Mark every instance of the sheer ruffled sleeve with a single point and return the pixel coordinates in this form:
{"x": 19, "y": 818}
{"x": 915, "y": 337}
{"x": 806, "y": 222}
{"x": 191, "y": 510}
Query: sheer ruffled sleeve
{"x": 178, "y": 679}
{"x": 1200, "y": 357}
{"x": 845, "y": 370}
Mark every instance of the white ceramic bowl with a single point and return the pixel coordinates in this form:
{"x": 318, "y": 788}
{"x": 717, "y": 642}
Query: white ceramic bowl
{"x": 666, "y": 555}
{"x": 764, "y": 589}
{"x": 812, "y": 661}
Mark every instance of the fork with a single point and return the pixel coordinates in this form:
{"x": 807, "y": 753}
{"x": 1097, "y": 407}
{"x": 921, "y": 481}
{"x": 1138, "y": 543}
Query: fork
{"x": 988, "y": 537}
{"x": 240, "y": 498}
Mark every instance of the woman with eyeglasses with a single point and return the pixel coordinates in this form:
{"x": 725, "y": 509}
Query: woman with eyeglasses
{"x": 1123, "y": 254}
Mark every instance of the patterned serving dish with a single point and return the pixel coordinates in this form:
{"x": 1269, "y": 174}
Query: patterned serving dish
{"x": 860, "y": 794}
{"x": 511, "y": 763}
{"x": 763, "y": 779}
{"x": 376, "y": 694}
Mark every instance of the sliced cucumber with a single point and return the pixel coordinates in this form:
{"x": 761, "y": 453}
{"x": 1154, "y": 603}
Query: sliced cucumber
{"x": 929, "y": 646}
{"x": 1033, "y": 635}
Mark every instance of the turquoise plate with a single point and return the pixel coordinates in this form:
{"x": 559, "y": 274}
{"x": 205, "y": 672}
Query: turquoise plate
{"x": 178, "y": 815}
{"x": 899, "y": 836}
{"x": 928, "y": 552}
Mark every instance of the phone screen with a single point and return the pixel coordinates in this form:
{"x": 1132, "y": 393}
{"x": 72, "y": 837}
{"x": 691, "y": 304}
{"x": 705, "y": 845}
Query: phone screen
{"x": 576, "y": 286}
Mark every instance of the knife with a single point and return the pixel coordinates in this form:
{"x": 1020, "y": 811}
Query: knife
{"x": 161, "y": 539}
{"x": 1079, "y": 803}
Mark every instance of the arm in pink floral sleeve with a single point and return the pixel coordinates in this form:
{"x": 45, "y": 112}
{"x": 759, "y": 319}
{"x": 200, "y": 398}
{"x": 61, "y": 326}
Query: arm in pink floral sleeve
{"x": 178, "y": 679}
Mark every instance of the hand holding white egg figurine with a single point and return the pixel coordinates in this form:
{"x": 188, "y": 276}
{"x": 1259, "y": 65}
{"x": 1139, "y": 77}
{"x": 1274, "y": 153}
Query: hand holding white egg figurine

#### Aim:
Please copy all of the records above word for word, without changing or leaving out any line.

#### Task output:
Mark every instance of the sheer ruffled sleeve with a single point and return the pixel coordinates in this form:
{"x": 19, "y": 818}
{"x": 915, "y": 337}
{"x": 806, "y": 222}
{"x": 191, "y": 510}
Query: sheer ruffled sleeve
{"x": 178, "y": 679}
{"x": 1200, "y": 357}
{"x": 845, "y": 370}
Mark every instance of the white ceramic bowl with a single point and return the pixel coordinates in this form:
{"x": 318, "y": 788}
{"x": 717, "y": 642}
Query: white ceramic bowl
{"x": 666, "y": 555}
{"x": 764, "y": 589}
{"x": 812, "y": 661}
Mark every instance of the fork with a single point and return the pixel coordinates in this form:
{"x": 807, "y": 753}
{"x": 1097, "y": 407}
{"x": 921, "y": 481}
{"x": 1138, "y": 543}
Query: fork
{"x": 988, "y": 537}
{"x": 240, "y": 498}
Mark every instance of the woman with eyeglasses with a single point and return the pixel coordinates in this form:
{"x": 725, "y": 509}
Query: woman with eyeglasses
{"x": 1123, "y": 254}
Mark every instance of the patterned serving dish with a single point and return the pixel coordinates in this form:
{"x": 1269, "y": 174}
Query: patterned serving dish
{"x": 860, "y": 794}
{"x": 511, "y": 763}
{"x": 763, "y": 779}
{"x": 376, "y": 694}
Mark every instance of the sliced cucumber with a single point and return the pixel coordinates in this form:
{"x": 761, "y": 453}
{"x": 1154, "y": 603}
Query: sliced cucumber
{"x": 929, "y": 646}
{"x": 1033, "y": 635}
Mark every instance of the turquoise plate with a single point and return the pixel coordinates in this form:
{"x": 559, "y": 274}
{"x": 205, "y": 672}
Query: turquoise plate
{"x": 178, "y": 815}
{"x": 899, "y": 836}
{"x": 928, "y": 552}
Mark every instance of the phone screen with a single point and return the pixel coordinates in this form:
{"x": 1132, "y": 393}
{"x": 72, "y": 837}
{"x": 691, "y": 304}
{"x": 705, "y": 845}
Query: phone screen
{"x": 576, "y": 286}
Mark every instance of the knife with a single point and return the pixel coordinates in this form:
{"x": 1020, "y": 811}
Query: knife
{"x": 161, "y": 539}
{"x": 1079, "y": 803}
Mark every instance of the arm in pink floral sleeve with a single point and return the pixel coordinates in this form:
{"x": 45, "y": 112}
{"x": 759, "y": 319}
{"x": 200, "y": 398}
{"x": 61, "y": 326}
Query: arm in pink floral sleeve
{"x": 178, "y": 679}
Mark every instance of the hand holding white egg figurine with a single point and return the pixel coordinates in this form:
{"x": 188, "y": 276}
{"x": 1259, "y": 65}
{"x": 1139, "y": 77}
{"x": 1274, "y": 153}
Query: hand holding white egg figurine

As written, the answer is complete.